(Entries from a data source)

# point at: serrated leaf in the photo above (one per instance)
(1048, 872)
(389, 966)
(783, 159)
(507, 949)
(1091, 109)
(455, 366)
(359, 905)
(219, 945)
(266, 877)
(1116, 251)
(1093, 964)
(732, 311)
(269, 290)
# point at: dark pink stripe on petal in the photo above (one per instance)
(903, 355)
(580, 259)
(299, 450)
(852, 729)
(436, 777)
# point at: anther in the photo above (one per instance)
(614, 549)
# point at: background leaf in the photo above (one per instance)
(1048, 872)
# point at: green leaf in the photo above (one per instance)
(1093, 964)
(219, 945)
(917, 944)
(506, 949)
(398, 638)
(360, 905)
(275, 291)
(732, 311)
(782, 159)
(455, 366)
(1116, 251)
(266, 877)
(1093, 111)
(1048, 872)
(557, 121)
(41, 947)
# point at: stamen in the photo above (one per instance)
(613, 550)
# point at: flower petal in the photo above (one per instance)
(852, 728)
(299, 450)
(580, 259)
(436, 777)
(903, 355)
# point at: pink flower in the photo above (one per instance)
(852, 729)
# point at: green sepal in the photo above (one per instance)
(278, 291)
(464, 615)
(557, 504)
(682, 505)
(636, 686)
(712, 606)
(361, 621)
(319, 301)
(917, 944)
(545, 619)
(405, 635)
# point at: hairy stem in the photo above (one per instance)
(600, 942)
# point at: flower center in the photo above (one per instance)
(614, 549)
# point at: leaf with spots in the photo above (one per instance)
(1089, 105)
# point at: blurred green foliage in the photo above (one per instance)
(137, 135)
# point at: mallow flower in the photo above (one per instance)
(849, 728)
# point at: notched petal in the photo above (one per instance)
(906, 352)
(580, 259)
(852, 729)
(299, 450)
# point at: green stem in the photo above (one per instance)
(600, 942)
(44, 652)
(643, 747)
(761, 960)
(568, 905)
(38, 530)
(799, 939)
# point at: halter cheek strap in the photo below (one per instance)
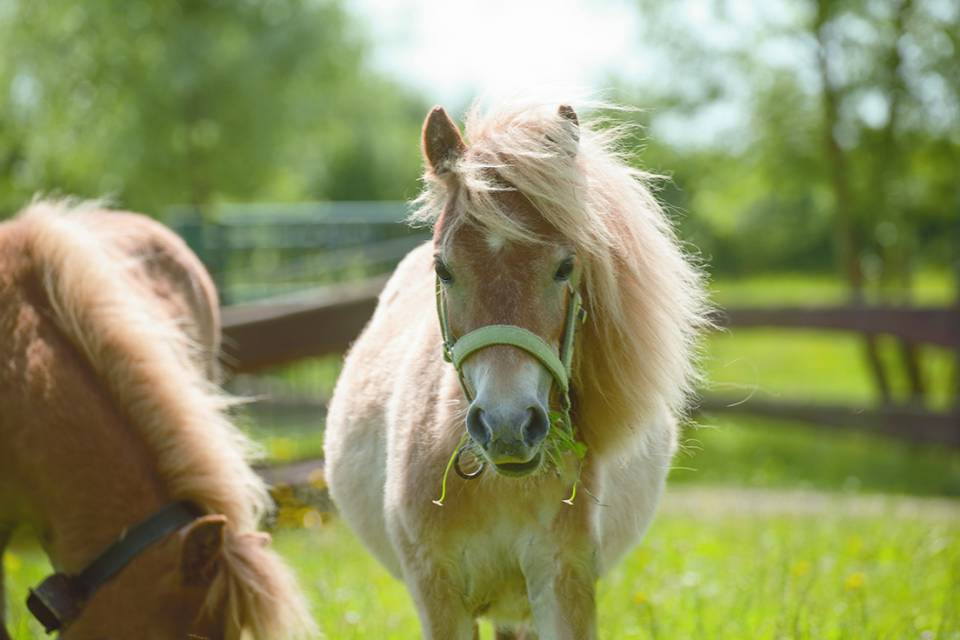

■ Exercise brief ■
Please reproduce all of the entries above word for word, leaving out any pictures.

■ Problem solution ■
# point at: serrated leaf in the photo above (one per instance)
(1048, 872)
(389, 966)
(783, 159)
(507, 949)
(1091, 109)
(455, 366)
(359, 905)
(219, 945)
(266, 877)
(1116, 251)
(1093, 964)
(732, 311)
(269, 290)
# point at: dark pink stripe on petal in the photo above (one per instance)
(903, 355)
(580, 259)
(299, 450)
(852, 729)
(436, 777)
# point at: anther in the photo above (one per instance)
(614, 549)
# point at: background leaf in the photo above (one per instance)
(1048, 872)
# point at: green leaf in the photo above (one per instance)
(1093, 964)
(219, 945)
(917, 944)
(506, 949)
(398, 638)
(360, 905)
(275, 291)
(732, 311)
(782, 159)
(455, 366)
(1116, 251)
(266, 877)
(1093, 111)
(1048, 872)
(557, 121)
(41, 947)
# point at: stamen in the photo above (one per instance)
(613, 550)
# point at: flower petal in the photo above (one per instance)
(852, 728)
(299, 450)
(580, 259)
(436, 777)
(903, 355)
# point at: pink flower in the photo above (one per instance)
(852, 729)
# point at: green sepal in the photo above (one per instance)
(278, 291)
(464, 615)
(557, 504)
(682, 505)
(636, 686)
(712, 606)
(361, 621)
(319, 301)
(917, 944)
(545, 619)
(405, 635)
# point at: hairy stem in the photo above (one per instance)
(600, 942)
# point at: flower center in the photo above (one per instance)
(614, 549)
# point at: leaf with spots in the photo above (one per instance)
(1089, 105)
# point at: blurred green foliage in the photo above (one per instance)
(137, 135)
# point at: mallow flower in the photo above (one per instance)
(849, 728)
# point at: notched petal in the photo above (one per instance)
(906, 352)
(580, 259)
(852, 729)
(299, 450)
# point at: green stem in the photo above (one per instance)
(600, 942)
(44, 652)
(643, 747)
(761, 960)
(568, 905)
(38, 530)
(799, 939)
# point at: halter cheek strap in the photo below (one per instance)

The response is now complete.